Natural language region descriptions:
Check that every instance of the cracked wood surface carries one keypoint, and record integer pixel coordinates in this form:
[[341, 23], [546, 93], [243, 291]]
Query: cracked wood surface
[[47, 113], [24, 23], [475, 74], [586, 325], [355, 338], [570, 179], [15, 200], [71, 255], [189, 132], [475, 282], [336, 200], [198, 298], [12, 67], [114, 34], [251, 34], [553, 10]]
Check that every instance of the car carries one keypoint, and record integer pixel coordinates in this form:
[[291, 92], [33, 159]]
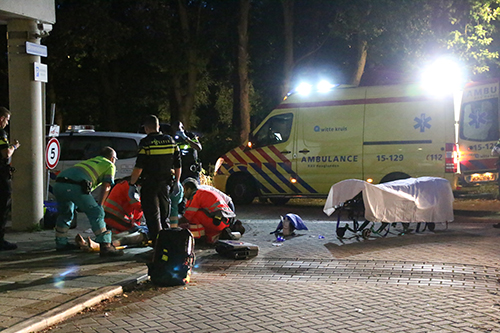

EXERCISE: Working through the entries above, copy every line in which "integer" is found.

OUTPUT:
Check that every instance of the cracked wood surface carries one keypoint, and record integer pixel coordinates in this form:
Check that every instance of the car carries one keypoint, and record integer pixel coordinates in this form:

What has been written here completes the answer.